What is asked =>
1. In the column on diversity in Saginaw, what brought most of the writer's people to the city?
2. Extend the column on diversity in Saginaw with a few paragraphs that pick up after its final sentence.

Excerpted passage =>

·····

Muralist Okuda San Miguel smiles after signing the Shine Bright Saginaw Mural Project he created near 105 Lyon Street in Old Town Saginaw on Wednesday, June 12, 2024.Kaytie Boomer | MLive.com
Diversity is a word that gets thrown around a lot these days. It’s easy to think of it solely in terms of race, but real diversity includes so much more.
It’s about the different experiences, backgrounds, and perspectives that shape who we are as individuals and as a community.
In this region, our diversity is one of our greatest strengths. I grew up in a city where Blacks and Hispanics lived together because most of our people moved here because of the jobs, mainly at General Motors.
We share many of the same foods, just cooked differently, hence, the “Saginaw Taco.”
Everything about my culture was normal until I got into the professional workforce as a journalist. It was here that I learned that most of my colleagues had family cabins up north, didn’t have kick-back houses in the ‘hood (where we would party and hangout) and usually didn’t have children by multiple people.
How I lived was different. My world was not like theirs. My friends were the norm and so was my family. My co-workers were the weird ones to me. They were what we would call “They think they better than us.”
Honestly, I think it is growth that changed my mindset. I was stuck in a world where if it wasn’t happening in my world, it wasn’t important.
But what I realized was it is all diversity. Most times when we think of diversity we think of the obvious things like Black people, gay people and minorities. What we fail to realize is that people come from different backgrounds than we do, and we need to consider this when we deal with other people.

·····

Recorded information =>
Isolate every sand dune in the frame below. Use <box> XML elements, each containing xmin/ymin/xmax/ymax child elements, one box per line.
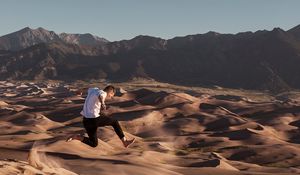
<box><xmin>0</xmin><ymin>81</ymin><xmax>300</xmax><ymax>175</ymax></box>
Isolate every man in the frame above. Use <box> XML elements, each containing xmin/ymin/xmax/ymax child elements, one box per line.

·····

Responses for each task =>
1. The jobs, mainly at General Motors.

2.
Being in a management position helped me realize that everyone can’t be managed the same. Being the oldest child in my family, who was the first to experience “the first” of most things, helped me to learn this.
Diversity is about acknowledging and embracing these different realities, not just regarding race or ethnicity, but the varied experiences that shape our lives.
Diversity isn’t about creating a culture where everyone is the same. It’s about celebrating the fact that we’re not the same, and that’s OK.
It’s about recognizing that people who didn’t grow up taking trips up north, or who weren’t raised in “traditional family structures,” have just as much to contribute to our community as anyone else.
Let’s look at diversity this week and try to understand that everyone is not the same, and many of us come from different backgrounds. I think once we take this view we would understand the world a little better.
This is what makes good leaders!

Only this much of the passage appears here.